§ Your objective: Display every line of the data below that contains the string "surround".

** Start Entries provided **

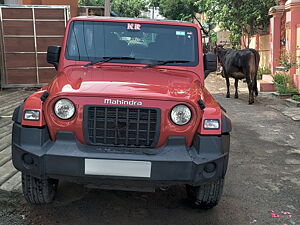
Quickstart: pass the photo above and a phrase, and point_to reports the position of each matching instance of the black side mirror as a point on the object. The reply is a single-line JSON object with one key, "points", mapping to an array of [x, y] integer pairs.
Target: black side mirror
{"points": [[53, 54], [210, 63]]}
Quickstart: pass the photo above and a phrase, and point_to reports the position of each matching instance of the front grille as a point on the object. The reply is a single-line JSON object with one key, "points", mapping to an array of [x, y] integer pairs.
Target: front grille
{"points": [[122, 126]]}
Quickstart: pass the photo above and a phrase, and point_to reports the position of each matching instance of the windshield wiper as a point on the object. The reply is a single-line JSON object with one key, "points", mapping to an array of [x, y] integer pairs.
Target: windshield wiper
{"points": [[159, 63], [107, 59]]}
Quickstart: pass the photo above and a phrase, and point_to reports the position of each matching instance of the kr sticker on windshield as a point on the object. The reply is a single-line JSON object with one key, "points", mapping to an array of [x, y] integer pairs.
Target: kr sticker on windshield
{"points": [[133, 26]]}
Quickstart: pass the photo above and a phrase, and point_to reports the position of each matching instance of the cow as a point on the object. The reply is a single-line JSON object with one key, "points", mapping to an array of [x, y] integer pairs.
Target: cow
{"points": [[239, 64]]}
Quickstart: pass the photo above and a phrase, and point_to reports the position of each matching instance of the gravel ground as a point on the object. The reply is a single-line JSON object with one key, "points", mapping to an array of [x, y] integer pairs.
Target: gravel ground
{"points": [[262, 184]]}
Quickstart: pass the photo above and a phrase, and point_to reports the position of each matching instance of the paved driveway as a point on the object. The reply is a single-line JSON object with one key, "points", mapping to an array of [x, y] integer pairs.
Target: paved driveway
{"points": [[262, 185]]}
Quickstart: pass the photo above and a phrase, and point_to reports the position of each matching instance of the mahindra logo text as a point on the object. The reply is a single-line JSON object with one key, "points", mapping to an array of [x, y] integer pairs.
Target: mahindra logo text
{"points": [[122, 102]]}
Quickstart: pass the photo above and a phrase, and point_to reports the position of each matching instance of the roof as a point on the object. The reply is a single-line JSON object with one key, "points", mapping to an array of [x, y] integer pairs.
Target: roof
{"points": [[132, 19]]}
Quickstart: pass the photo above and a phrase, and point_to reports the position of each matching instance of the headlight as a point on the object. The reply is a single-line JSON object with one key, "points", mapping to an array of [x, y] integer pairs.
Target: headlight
{"points": [[212, 124], [33, 115], [64, 109], [181, 114]]}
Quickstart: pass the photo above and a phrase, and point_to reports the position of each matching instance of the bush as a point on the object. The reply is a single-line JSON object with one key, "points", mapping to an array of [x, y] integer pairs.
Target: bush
{"points": [[296, 98], [284, 84], [261, 71]]}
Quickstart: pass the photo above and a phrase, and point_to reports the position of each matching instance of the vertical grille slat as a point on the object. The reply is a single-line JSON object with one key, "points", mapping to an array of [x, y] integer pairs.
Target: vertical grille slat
{"points": [[94, 126], [122, 126], [137, 128], [148, 130]]}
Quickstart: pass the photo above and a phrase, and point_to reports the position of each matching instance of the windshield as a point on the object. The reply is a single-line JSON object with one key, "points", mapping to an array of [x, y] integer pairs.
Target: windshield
{"points": [[144, 43]]}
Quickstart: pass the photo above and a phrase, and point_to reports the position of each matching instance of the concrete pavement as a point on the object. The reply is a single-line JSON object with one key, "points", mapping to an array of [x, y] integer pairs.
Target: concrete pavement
{"points": [[262, 185]]}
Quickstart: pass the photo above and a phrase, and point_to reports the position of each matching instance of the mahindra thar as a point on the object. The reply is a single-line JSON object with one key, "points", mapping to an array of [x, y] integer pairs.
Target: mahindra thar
{"points": [[127, 110]]}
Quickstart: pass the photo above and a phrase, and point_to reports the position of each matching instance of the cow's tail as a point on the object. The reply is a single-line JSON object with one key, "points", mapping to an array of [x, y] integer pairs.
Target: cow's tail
{"points": [[257, 59]]}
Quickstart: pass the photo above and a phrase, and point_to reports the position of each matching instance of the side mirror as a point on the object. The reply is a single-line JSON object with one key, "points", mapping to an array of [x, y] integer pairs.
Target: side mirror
{"points": [[53, 54], [210, 63]]}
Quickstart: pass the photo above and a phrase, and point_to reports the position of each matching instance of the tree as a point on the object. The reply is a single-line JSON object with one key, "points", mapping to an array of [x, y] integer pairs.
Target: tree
{"points": [[129, 8], [240, 17]]}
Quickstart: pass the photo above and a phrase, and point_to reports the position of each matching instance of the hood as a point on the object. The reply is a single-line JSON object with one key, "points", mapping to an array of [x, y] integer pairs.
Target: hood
{"points": [[124, 81]]}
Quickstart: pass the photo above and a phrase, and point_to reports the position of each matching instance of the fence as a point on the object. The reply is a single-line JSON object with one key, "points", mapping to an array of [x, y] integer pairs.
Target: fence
{"points": [[26, 32]]}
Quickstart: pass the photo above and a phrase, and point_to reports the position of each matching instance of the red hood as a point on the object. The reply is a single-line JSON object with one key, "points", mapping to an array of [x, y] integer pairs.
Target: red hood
{"points": [[131, 82]]}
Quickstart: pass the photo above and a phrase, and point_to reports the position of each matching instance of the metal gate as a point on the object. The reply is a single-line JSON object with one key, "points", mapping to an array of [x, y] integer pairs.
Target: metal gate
{"points": [[26, 32]]}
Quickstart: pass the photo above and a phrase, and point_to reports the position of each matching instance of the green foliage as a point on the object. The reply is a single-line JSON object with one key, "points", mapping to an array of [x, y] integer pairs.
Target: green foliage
{"points": [[289, 60], [240, 17], [91, 2], [261, 71], [129, 8], [296, 98], [284, 84], [154, 3]]}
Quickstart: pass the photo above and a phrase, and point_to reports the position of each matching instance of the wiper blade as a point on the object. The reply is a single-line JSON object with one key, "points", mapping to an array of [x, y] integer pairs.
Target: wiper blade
{"points": [[159, 63], [107, 59]]}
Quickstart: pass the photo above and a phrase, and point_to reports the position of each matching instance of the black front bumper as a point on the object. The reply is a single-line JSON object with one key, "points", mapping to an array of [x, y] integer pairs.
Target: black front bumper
{"points": [[34, 153]]}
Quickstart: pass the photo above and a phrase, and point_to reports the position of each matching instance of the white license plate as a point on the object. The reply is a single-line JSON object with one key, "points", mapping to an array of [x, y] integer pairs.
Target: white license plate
{"points": [[122, 168]]}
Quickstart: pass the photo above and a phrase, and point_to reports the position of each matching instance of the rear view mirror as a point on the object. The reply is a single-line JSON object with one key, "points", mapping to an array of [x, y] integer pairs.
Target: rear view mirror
{"points": [[210, 63], [53, 54]]}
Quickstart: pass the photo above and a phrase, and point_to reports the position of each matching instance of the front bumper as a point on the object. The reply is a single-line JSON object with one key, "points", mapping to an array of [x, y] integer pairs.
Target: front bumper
{"points": [[34, 153]]}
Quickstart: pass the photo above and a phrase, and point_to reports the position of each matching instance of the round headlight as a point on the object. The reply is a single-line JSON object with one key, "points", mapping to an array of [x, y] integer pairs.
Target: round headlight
{"points": [[181, 114], [64, 109]]}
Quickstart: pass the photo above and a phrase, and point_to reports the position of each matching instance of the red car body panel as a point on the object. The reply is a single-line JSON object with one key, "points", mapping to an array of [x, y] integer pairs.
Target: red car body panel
{"points": [[161, 87]]}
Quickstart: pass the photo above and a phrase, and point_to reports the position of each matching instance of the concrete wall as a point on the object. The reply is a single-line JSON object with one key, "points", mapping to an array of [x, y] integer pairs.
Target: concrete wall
{"points": [[72, 3], [264, 50]]}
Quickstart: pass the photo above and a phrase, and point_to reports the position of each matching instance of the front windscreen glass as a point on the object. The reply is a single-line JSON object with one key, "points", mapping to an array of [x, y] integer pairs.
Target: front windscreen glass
{"points": [[144, 43]]}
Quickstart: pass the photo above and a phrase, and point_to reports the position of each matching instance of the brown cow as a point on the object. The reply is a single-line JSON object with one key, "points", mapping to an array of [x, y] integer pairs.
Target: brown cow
{"points": [[240, 64]]}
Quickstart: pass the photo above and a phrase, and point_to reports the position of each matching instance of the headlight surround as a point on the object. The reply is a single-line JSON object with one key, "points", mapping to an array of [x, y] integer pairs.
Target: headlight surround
{"points": [[181, 115], [64, 109], [32, 115], [211, 124]]}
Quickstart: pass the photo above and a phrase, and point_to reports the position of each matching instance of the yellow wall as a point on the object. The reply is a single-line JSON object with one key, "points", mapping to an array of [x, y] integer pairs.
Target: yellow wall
{"points": [[264, 51]]}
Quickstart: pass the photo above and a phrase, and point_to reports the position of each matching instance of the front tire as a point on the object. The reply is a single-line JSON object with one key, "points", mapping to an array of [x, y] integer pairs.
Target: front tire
{"points": [[207, 195], [37, 190]]}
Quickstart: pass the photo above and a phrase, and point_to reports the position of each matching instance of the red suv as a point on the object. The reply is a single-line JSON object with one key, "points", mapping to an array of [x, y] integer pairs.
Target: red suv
{"points": [[127, 110]]}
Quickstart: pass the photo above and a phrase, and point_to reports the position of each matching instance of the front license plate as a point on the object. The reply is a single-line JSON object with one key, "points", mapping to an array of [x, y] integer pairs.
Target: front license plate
{"points": [[122, 168]]}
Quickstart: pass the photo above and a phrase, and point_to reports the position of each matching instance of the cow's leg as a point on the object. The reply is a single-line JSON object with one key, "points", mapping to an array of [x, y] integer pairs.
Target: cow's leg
{"points": [[251, 92], [228, 85], [236, 84], [255, 87]]}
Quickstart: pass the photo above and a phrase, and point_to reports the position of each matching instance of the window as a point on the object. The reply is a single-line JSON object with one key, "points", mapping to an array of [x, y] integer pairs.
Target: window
{"points": [[92, 40]]}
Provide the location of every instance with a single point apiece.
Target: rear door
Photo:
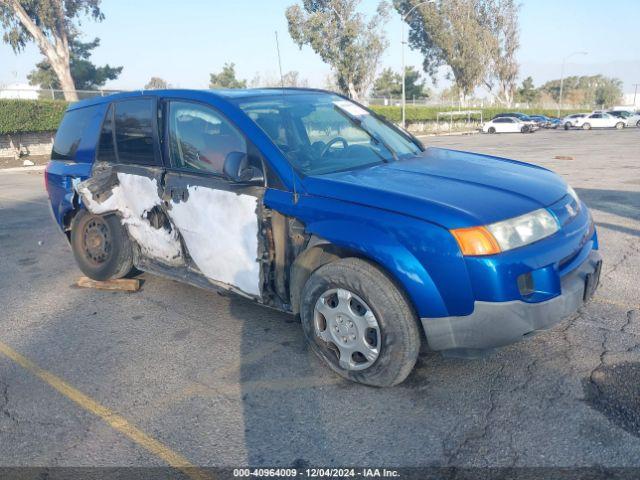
(218, 220)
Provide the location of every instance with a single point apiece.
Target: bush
(415, 114)
(21, 116)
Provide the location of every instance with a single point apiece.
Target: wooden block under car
(122, 284)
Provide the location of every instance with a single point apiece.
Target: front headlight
(506, 235)
(573, 194)
(523, 230)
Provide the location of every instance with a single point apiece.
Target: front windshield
(324, 133)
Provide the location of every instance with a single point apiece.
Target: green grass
(416, 114)
(22, 116)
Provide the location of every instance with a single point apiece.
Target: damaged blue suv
(307, 202)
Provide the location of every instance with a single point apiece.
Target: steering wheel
(331, 143)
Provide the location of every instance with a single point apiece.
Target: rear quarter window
(75, 126)
(134, 128)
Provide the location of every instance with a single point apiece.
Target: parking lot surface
(223, 382)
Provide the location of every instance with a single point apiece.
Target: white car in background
(631, 119)
(506, 125)
(599, 120)
(570, 120)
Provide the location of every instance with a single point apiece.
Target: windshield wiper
(374, 137)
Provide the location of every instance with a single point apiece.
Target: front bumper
(495, 324)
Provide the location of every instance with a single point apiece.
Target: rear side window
(74, 126)
(106, 150)
(134, 124)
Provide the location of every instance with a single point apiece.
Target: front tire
(101, 246)
(360, 323)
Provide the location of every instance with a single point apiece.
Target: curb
(447, 134)
(34, 168)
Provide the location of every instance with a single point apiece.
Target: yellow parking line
(116, 421)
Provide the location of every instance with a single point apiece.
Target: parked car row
(515, 122)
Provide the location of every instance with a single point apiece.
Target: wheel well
(67, 219)
(317, 254)
(320, 252)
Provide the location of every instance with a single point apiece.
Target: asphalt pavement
(219, 381)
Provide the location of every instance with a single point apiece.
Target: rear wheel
(359, 323)
(101, 246)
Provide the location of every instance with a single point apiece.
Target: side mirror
(237, 169)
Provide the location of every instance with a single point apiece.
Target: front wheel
(359, 323)
(101, 246)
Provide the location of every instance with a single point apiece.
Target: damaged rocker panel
(200, 229)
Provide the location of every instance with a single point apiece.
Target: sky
(184, 41)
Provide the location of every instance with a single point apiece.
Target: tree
(226, 78)
(455, 33)
(342, 38)
(156, 83)
(527, 93)
(85, 75)
(290, 79)
(389, 83)
(503, 70)
(587, 89)
(609, 92)
(50, 24)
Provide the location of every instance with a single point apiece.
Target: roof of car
(220, 93)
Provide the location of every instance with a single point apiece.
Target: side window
(134, 122)
(70, 132)
(106, 150)
(201, 138)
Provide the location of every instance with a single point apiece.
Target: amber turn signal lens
(476, 241)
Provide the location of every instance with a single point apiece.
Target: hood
(451, 188)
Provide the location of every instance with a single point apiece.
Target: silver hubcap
(348, 327)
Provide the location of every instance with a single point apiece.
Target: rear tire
(101, 246)
(392, 352)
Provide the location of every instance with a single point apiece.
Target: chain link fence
(50, 94)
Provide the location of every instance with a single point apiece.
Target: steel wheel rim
(96, 239)
(347, 328)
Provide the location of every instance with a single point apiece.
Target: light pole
(562, 77)
(402, 42)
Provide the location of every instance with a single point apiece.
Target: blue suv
(307, 202)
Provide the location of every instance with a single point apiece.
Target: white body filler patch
(220, 231)
(133, 197)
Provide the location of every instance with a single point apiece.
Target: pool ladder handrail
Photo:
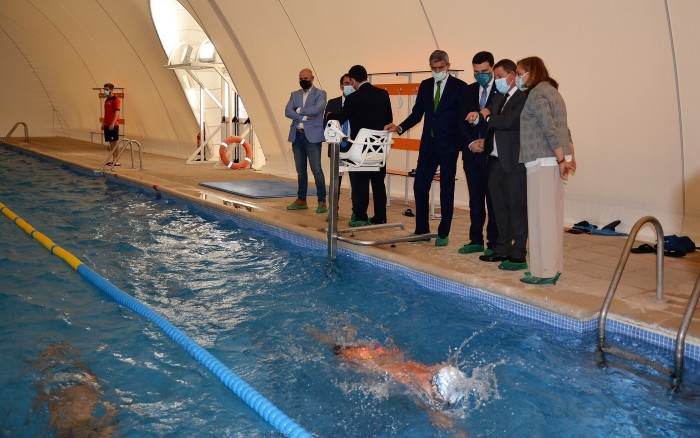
(26, 132)
(127, 144)
(687, 317)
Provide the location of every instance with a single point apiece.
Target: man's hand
(391, 128)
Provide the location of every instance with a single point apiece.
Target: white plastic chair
(368, 151)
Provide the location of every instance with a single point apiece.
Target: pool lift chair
(367, 153)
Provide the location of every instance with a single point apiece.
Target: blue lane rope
(256, 401)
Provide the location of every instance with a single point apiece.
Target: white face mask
(440, 76)
(502, 85)
(520, 83)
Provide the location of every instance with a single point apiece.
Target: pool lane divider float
(268, 411)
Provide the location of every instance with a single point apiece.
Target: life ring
(223, 148)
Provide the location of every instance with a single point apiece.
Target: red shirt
(112, 104)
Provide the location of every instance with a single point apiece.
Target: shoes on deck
(442, 241)
(512, 264)
(471, 248)
(530, 279)
(297, 205)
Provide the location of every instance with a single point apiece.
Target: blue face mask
(440, 76)
(520, 83)
(502, 85)
(483, 78)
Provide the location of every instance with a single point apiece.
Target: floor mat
(259, 188)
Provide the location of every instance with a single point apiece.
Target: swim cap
(450, 384)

** End Entries provided **

§ Finished exercise:
Quickstart: pass the photo above and a phrase, and point_to reports the position of each matching instance of the headlight surround as a point on the object. The reply is a single-line JSON object with one key, "points", mapping to an array of [x, y] integer pairs.
Target: headlight surround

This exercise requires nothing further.